== What you need to do ==
Pick out every line in the records below that contains the word "camouflage", matching case exactly, and copy each one out in full.

— START OF Exercise materials —

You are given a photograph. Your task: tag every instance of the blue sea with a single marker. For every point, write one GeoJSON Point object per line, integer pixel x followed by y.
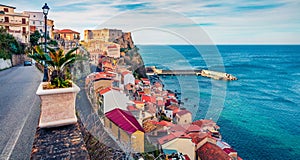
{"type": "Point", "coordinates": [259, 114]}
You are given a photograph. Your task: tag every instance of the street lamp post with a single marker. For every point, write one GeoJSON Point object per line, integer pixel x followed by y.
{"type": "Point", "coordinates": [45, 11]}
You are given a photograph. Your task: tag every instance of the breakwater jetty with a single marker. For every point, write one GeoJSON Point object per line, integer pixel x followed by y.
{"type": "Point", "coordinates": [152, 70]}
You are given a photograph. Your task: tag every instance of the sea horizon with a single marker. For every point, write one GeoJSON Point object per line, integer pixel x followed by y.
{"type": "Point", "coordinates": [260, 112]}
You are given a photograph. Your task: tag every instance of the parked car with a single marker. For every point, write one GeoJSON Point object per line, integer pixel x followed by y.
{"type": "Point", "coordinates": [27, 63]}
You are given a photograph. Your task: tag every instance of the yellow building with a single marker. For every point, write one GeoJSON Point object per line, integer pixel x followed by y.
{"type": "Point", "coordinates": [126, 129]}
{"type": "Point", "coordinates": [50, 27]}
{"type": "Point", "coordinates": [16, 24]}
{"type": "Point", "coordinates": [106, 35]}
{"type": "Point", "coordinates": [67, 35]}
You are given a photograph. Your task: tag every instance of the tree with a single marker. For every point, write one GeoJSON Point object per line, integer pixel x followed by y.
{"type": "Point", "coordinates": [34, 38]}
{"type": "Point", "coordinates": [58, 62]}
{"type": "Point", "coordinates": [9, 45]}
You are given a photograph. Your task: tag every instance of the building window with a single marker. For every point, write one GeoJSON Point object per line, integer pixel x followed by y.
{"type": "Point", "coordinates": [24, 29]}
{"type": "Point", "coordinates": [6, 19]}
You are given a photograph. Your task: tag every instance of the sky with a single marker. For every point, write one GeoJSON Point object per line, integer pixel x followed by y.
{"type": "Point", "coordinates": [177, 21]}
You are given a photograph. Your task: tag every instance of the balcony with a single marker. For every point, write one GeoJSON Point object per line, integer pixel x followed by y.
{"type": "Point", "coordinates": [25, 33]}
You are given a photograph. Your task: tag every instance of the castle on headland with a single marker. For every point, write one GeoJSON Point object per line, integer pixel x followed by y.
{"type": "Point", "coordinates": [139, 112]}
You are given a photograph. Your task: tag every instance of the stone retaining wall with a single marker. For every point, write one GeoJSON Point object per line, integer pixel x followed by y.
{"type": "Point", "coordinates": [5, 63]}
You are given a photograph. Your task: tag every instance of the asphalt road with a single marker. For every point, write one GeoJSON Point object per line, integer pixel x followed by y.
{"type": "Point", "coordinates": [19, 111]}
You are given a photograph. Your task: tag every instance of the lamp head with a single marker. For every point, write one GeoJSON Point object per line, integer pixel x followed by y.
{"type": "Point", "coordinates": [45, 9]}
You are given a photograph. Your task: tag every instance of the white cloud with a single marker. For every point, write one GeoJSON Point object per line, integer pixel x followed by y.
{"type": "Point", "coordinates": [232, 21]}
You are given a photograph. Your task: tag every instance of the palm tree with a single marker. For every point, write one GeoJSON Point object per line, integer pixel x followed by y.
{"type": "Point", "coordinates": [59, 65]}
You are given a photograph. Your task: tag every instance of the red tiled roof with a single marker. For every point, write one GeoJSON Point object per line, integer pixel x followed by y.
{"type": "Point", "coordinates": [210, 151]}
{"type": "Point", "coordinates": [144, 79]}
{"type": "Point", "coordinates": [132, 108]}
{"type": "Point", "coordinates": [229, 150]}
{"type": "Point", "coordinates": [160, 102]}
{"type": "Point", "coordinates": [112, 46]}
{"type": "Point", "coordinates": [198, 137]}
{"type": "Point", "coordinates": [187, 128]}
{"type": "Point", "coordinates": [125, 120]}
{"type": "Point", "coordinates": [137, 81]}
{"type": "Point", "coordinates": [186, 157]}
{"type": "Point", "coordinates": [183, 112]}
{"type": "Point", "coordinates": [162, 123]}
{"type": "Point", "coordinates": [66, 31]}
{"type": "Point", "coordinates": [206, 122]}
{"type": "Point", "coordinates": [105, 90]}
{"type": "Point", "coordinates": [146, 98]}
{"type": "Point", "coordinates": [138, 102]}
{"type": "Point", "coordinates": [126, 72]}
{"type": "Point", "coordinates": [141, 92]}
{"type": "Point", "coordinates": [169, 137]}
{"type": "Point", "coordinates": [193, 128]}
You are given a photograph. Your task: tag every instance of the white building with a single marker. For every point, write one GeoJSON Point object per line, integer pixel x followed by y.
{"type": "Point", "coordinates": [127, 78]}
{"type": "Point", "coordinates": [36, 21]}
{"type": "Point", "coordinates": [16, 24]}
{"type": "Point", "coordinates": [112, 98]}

— END OF Exercise materials —
— START OF Exercise materials —

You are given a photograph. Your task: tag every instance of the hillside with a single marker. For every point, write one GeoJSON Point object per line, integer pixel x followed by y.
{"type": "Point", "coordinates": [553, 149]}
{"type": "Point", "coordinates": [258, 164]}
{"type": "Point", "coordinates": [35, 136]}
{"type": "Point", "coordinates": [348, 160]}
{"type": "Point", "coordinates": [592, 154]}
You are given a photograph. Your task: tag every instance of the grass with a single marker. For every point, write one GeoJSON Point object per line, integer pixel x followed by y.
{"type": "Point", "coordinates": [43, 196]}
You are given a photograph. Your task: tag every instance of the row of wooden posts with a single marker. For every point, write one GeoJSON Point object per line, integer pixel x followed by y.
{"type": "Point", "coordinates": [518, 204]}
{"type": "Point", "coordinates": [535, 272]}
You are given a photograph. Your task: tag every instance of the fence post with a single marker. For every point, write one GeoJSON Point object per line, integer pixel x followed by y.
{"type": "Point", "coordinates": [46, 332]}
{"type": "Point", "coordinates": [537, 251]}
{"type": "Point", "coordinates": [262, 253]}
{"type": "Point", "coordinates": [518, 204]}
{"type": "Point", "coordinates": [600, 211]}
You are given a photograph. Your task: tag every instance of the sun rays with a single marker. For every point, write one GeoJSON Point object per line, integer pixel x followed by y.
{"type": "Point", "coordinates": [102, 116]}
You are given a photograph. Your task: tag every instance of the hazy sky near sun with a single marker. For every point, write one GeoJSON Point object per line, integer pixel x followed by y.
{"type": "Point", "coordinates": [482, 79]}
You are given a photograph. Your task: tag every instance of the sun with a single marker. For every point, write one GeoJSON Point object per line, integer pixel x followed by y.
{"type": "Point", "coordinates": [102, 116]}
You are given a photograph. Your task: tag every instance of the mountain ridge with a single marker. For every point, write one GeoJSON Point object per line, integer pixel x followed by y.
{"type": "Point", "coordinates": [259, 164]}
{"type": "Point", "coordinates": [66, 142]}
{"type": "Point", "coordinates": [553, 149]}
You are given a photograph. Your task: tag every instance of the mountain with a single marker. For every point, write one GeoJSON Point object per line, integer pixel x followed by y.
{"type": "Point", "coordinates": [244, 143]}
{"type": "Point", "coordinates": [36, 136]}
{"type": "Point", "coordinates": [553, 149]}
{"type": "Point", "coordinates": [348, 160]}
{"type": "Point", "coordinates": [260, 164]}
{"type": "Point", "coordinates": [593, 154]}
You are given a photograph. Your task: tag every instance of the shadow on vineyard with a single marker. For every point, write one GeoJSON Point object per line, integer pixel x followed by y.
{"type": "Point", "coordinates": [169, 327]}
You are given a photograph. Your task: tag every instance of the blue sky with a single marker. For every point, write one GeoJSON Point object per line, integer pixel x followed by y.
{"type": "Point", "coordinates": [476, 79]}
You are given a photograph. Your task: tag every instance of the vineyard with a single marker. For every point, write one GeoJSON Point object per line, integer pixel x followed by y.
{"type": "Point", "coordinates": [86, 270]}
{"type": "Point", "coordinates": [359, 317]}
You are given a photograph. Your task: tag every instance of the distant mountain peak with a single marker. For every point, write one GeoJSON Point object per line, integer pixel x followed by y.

— END OF Exercise materials —
— START OF Exercise materials —

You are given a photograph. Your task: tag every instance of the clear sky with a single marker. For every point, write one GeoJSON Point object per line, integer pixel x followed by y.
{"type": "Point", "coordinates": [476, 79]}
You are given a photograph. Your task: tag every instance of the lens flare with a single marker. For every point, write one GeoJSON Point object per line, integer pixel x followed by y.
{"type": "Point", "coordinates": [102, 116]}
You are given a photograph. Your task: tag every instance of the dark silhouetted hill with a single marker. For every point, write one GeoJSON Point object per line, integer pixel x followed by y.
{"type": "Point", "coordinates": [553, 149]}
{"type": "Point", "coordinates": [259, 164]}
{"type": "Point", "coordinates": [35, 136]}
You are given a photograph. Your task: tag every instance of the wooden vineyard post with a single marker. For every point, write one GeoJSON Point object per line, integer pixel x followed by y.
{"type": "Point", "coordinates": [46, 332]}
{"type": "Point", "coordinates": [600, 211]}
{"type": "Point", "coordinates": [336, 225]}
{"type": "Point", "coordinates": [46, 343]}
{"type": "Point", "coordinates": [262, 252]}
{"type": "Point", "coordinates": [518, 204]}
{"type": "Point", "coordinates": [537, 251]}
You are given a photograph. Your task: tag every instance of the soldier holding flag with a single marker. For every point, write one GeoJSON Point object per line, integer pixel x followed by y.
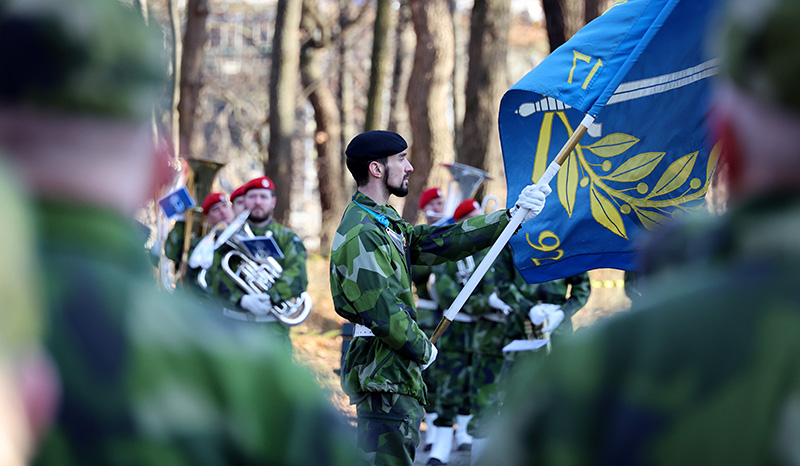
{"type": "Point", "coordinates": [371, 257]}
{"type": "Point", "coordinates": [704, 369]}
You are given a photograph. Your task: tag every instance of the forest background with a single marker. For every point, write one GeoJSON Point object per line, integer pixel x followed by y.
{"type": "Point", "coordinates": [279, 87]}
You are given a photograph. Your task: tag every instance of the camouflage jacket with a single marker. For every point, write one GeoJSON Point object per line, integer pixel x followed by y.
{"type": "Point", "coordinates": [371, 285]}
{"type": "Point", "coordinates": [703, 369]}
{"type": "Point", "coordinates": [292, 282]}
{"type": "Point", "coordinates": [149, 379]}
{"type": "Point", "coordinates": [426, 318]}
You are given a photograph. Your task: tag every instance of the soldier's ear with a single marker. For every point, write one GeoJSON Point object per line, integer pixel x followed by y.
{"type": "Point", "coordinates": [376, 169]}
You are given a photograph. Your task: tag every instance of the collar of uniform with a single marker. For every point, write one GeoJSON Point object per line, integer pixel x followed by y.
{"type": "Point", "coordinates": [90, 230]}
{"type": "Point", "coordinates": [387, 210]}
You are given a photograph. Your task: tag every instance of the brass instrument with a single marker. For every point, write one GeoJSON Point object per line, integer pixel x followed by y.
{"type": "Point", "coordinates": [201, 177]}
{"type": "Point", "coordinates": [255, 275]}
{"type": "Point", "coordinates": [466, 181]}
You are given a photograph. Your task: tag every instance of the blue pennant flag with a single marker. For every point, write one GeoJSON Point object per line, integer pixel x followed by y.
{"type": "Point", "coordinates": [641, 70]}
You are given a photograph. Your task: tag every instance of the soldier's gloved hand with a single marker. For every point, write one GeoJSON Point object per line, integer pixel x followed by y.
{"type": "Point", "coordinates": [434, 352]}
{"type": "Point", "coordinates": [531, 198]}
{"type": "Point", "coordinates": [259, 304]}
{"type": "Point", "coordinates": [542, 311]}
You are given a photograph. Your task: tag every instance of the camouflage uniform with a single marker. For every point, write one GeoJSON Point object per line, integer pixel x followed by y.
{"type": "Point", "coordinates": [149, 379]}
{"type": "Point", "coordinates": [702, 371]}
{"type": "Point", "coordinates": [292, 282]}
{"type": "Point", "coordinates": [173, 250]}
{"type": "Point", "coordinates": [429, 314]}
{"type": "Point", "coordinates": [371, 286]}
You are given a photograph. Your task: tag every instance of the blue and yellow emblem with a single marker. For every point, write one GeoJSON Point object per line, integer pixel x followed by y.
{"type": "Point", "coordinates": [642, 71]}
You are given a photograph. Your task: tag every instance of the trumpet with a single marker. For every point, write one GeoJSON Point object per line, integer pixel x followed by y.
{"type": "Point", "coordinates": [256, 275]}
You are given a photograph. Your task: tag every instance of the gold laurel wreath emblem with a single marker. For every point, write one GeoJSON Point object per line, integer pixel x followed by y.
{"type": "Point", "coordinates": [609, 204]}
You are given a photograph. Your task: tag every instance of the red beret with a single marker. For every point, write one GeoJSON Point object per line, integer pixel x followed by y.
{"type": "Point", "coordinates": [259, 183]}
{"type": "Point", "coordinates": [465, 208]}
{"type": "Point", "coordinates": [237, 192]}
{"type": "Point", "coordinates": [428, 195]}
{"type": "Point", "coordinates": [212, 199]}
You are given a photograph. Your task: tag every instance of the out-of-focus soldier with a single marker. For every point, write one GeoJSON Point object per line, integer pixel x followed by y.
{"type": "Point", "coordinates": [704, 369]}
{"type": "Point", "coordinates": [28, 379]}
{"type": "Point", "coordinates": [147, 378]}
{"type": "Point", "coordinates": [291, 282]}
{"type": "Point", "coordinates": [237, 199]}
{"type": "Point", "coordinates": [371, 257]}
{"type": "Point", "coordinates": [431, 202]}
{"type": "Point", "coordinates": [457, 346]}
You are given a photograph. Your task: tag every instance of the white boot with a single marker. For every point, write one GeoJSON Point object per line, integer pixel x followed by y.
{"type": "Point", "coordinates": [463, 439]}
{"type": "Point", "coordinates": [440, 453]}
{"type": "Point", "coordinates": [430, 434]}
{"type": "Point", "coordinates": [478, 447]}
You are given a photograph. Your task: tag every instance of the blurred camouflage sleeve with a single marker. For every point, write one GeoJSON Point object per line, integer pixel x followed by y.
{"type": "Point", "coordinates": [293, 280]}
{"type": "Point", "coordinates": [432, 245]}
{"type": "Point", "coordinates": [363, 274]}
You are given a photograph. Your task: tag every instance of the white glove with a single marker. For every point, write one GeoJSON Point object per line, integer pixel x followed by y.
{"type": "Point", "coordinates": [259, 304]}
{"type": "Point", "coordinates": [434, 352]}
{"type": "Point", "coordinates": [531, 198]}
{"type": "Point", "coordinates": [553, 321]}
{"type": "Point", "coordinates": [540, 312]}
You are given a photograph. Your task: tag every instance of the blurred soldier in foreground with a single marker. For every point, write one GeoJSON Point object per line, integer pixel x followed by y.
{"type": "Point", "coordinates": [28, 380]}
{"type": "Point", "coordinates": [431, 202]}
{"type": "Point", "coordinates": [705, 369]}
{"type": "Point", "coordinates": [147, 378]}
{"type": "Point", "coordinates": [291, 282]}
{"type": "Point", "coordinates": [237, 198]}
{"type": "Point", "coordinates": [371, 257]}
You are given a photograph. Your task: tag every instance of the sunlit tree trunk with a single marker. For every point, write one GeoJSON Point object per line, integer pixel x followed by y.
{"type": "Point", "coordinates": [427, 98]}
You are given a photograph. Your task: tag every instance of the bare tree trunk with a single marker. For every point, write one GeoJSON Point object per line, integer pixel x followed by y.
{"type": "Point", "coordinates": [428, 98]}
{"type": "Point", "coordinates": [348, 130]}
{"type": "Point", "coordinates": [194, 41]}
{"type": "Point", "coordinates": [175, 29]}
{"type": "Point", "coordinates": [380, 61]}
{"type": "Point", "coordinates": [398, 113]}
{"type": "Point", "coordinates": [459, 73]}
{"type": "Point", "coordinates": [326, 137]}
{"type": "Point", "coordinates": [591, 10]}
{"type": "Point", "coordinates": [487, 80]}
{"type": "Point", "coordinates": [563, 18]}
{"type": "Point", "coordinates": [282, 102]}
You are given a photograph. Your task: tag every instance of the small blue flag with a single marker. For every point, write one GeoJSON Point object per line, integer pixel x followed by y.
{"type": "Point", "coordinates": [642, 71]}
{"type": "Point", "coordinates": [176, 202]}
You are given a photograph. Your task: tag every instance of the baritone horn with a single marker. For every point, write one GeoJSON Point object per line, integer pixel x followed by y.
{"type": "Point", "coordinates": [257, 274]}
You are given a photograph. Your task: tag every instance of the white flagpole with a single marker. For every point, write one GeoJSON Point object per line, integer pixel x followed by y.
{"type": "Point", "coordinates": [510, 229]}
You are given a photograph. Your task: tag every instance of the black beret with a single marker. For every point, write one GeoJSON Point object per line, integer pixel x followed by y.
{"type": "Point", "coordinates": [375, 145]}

— END OF Exercise materials —

== Solution to the exercise ==
You are given a photograph. Your task: tag every instance of the camouflage jacket with a single marker. For every point, write one GeoJSON Point object per line, integer pixel x followed by y.
You are given a photograph. Your task: tag every instance of the camouflage uniform with a single marker. For every point, write one GeoJSON Point object per line, integer pixel x followed by y.
You are given a photograph. Your task: tag every instance of the blurred camouflage sleeve with a single marker. For every point, write one GeoJSON Point object per line, integer pixel x followed by y.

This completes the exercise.